▸ Written task:
Which of the lines below contain the word "post", with case counting? Copy each such line in full.

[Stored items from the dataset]
■ ■ ■ ■

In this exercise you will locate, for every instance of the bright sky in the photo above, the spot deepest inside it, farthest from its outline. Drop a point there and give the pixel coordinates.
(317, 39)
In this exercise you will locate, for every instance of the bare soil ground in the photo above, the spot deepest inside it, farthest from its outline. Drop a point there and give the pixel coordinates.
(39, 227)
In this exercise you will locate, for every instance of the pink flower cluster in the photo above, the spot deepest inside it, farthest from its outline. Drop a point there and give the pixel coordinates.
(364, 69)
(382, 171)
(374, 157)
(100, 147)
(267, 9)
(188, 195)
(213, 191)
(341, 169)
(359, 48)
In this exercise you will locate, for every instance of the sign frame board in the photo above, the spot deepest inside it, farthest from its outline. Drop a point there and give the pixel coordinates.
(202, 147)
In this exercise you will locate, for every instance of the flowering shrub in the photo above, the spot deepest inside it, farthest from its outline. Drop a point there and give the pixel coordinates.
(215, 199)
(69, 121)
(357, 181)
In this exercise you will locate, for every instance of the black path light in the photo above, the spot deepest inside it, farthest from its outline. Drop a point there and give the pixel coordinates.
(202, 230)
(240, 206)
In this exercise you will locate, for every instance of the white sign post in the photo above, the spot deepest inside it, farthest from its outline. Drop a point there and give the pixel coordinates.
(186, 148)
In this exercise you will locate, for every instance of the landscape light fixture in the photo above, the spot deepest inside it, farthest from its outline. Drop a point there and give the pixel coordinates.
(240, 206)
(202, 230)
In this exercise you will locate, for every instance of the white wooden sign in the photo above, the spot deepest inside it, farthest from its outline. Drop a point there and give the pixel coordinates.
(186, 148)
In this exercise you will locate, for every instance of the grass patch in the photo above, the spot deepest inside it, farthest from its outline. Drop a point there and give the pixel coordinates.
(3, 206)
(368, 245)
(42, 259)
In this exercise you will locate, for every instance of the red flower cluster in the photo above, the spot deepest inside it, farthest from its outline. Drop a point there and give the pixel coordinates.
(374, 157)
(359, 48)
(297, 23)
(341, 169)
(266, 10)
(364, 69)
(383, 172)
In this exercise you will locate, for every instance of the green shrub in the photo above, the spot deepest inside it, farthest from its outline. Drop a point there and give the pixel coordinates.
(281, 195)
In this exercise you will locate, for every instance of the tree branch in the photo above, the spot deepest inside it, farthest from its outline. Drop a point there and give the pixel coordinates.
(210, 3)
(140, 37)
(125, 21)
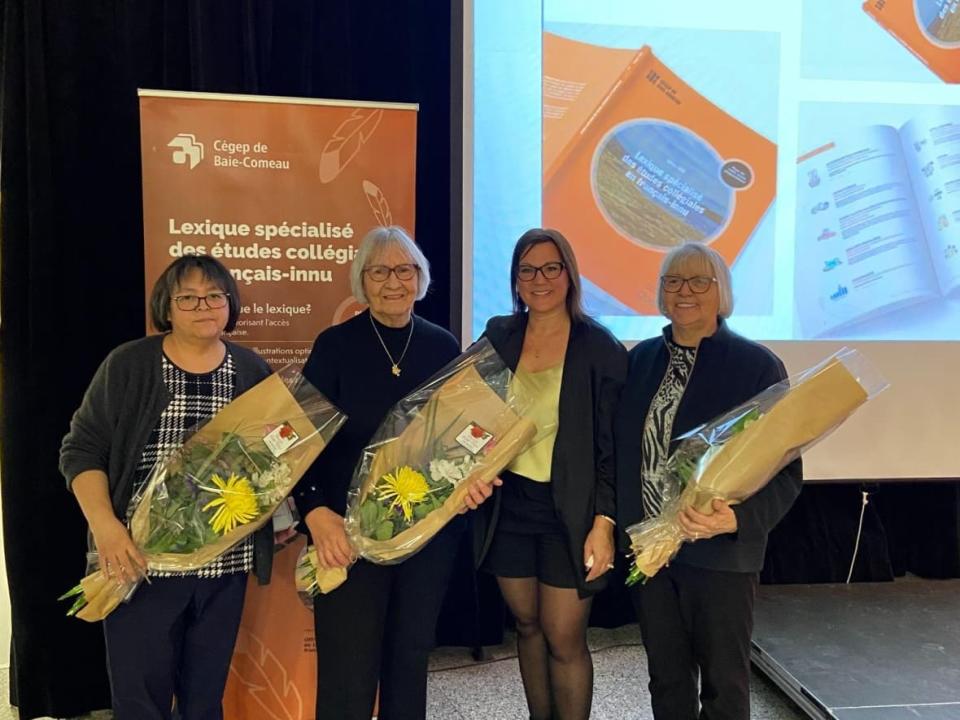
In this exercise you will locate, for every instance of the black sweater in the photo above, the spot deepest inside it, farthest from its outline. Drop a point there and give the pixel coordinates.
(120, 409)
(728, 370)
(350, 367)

■ ■ ■ ■

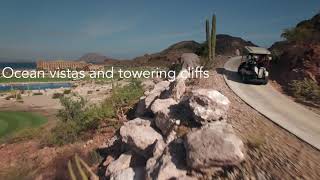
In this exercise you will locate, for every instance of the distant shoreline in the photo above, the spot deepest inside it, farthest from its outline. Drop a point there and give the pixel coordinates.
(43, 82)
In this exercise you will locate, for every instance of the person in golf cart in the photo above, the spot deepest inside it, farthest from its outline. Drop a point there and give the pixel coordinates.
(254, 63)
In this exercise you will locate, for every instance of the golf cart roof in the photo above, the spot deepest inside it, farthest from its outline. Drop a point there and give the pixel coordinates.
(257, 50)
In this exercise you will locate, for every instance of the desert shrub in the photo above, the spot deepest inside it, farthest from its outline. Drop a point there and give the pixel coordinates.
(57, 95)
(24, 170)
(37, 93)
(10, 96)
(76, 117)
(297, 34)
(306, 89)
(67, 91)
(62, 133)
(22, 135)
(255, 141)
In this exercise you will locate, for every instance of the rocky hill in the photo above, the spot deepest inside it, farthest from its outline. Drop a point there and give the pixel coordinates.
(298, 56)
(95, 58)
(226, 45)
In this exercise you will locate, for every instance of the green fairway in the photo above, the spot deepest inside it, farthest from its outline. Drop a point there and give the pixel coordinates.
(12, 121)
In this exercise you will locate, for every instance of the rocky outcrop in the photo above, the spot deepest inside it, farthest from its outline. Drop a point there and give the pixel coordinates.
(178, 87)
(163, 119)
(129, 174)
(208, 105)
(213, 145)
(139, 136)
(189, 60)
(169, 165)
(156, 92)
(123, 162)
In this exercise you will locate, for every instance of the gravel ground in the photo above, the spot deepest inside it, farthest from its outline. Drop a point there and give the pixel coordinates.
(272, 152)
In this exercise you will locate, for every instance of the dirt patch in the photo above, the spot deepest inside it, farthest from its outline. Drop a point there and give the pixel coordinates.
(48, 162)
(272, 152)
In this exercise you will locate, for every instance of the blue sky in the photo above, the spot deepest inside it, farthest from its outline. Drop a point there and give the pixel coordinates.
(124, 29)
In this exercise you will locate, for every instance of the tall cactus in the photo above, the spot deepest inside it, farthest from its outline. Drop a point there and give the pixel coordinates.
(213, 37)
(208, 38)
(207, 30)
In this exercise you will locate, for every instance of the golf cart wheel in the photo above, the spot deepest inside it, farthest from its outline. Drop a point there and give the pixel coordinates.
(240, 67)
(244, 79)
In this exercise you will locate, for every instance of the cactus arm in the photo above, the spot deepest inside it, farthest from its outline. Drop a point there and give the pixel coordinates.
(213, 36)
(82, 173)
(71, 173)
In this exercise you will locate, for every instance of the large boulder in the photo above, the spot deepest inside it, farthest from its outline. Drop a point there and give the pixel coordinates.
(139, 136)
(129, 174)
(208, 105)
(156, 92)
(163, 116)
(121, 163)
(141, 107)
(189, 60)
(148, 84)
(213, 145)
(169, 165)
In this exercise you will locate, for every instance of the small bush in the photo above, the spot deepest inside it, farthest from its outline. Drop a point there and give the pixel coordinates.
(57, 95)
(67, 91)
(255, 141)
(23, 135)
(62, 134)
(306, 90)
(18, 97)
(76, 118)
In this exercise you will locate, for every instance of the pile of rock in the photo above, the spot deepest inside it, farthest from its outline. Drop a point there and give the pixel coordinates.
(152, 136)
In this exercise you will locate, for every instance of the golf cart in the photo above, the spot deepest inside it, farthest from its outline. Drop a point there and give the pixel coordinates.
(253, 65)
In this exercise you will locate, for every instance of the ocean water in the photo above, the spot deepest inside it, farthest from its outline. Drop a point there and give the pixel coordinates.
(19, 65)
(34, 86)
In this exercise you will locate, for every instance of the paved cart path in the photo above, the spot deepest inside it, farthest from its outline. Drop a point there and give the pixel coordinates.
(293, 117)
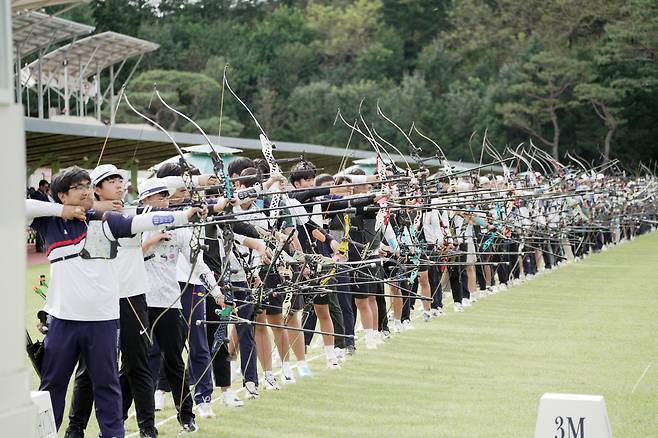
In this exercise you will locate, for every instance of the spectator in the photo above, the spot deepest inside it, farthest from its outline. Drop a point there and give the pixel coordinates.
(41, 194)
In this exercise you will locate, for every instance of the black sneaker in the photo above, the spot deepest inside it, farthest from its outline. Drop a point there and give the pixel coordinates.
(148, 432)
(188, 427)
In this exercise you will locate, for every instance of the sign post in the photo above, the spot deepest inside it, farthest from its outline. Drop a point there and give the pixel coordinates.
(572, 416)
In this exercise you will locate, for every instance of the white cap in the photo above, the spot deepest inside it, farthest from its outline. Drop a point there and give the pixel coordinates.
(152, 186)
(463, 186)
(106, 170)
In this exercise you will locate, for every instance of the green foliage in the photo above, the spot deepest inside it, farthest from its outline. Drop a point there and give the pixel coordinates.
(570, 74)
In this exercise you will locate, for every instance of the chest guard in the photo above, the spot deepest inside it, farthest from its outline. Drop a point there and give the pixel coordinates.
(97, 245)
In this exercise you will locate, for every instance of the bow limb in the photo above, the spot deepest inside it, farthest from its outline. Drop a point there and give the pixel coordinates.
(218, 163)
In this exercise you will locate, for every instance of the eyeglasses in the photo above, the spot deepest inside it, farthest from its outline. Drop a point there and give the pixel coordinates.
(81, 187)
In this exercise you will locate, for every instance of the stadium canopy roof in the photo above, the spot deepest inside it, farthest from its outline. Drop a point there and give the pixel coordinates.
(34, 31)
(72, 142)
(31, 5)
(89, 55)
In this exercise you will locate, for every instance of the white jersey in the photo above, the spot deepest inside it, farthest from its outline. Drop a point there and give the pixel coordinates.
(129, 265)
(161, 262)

■ ■ ■ ■

▸ Written response:
In this exercise you will locate, for every instance of the white sign post in the photo above, the spot deepest inside it, farthest from its outline. Drop a point there and give the pixel coordinates.
In this exercise you will locate, for every instance of the sign post in the photo above, the spot deepest inside it, farthest from its outline. Drop a point there and give the pixel coordinates.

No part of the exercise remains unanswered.